### WHAT TO WORK ON
Find every line below that contains the word "shrub", and copy each of those lines.

[Location labeling records]

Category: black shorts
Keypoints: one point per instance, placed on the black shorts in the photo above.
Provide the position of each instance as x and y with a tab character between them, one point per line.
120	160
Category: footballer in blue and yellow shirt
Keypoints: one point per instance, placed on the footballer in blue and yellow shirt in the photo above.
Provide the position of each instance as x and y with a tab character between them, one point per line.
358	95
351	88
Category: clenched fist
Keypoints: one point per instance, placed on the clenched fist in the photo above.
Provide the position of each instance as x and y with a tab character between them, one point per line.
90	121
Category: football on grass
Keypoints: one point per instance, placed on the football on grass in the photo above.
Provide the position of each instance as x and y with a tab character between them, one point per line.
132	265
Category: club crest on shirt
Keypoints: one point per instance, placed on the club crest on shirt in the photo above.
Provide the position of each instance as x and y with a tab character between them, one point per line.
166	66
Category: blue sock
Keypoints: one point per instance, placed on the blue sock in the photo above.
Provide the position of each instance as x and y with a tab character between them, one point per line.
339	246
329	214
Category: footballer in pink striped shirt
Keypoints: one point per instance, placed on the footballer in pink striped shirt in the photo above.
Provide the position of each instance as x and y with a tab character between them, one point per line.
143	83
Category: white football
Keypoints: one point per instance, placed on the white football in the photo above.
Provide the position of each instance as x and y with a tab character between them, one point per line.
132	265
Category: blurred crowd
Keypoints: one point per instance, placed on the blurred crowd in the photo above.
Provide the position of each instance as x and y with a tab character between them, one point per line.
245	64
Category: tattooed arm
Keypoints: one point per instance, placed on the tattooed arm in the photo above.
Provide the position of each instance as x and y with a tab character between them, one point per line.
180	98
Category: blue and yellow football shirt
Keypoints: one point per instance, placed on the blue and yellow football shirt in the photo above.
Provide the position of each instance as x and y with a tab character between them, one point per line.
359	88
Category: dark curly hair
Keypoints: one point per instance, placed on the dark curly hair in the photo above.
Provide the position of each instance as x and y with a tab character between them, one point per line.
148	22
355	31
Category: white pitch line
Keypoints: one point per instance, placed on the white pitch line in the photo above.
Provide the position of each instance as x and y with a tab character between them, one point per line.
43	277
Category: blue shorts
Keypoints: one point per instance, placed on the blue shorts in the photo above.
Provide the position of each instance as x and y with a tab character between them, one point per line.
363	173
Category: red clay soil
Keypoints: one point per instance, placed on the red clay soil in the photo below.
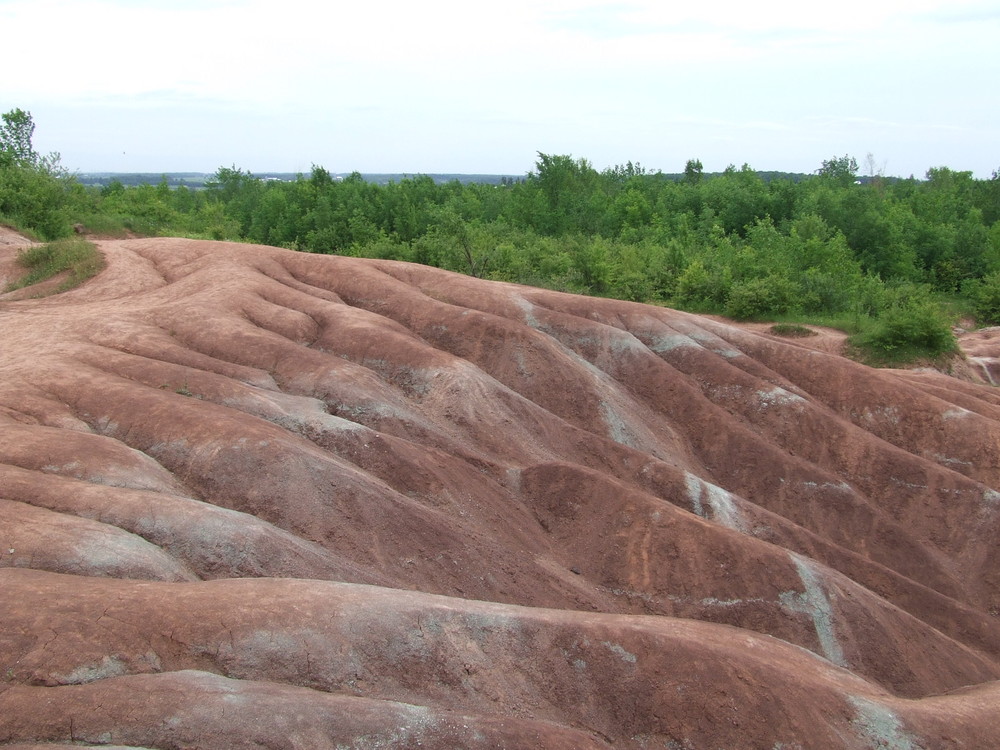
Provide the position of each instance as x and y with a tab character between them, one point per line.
258	498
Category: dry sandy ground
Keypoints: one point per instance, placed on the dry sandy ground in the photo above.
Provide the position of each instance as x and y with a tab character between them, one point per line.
257	498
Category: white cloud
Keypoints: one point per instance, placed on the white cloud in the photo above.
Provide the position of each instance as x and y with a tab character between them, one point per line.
482	86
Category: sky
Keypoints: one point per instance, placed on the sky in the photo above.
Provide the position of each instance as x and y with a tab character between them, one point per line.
482	87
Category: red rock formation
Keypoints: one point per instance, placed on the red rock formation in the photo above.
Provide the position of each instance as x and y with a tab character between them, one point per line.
251	497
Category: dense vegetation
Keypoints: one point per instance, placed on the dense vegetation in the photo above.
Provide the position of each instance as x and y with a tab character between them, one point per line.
890	260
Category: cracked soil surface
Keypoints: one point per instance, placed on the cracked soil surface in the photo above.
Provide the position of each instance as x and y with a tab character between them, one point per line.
258	498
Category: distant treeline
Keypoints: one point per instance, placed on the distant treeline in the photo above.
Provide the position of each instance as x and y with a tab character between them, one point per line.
892	260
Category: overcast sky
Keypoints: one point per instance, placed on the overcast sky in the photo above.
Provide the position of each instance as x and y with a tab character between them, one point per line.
480	87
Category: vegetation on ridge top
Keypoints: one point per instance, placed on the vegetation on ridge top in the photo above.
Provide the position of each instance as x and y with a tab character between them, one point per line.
884	259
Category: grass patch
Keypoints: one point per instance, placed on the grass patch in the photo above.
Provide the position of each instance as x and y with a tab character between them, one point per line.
79	257
791	330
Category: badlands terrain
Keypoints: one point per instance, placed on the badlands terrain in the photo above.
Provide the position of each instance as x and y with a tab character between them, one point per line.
257	498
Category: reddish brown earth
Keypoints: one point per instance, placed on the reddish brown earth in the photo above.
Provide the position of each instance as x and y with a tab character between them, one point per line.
258	498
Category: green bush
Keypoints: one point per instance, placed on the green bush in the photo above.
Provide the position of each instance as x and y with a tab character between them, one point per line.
985	296
80	258
754	299
903	333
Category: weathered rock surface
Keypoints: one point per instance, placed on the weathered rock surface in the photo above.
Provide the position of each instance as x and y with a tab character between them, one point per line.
250	497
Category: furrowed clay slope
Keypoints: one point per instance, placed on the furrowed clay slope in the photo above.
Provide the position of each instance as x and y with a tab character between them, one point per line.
257	498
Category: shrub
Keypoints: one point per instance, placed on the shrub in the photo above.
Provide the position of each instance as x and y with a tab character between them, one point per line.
985	296
80	258
760	298
903	333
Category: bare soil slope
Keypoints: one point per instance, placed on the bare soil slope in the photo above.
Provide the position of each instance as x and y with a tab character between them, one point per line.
251	497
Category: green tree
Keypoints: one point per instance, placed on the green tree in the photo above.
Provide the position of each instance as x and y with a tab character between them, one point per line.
16	132
841	169
693	171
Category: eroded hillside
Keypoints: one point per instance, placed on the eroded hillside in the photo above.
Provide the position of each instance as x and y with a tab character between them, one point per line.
252	497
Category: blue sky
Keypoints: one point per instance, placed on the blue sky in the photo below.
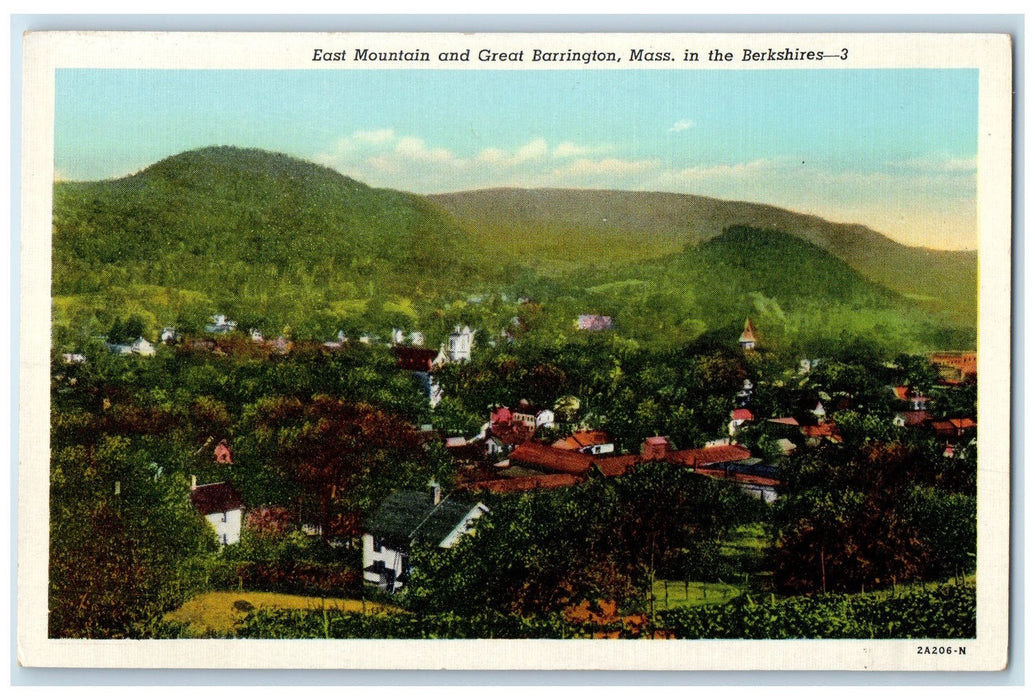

### SOLUTION FOR THIS TASK
Category: shrub
Keypoints: one point per instance, placed on the shrub in the photo above.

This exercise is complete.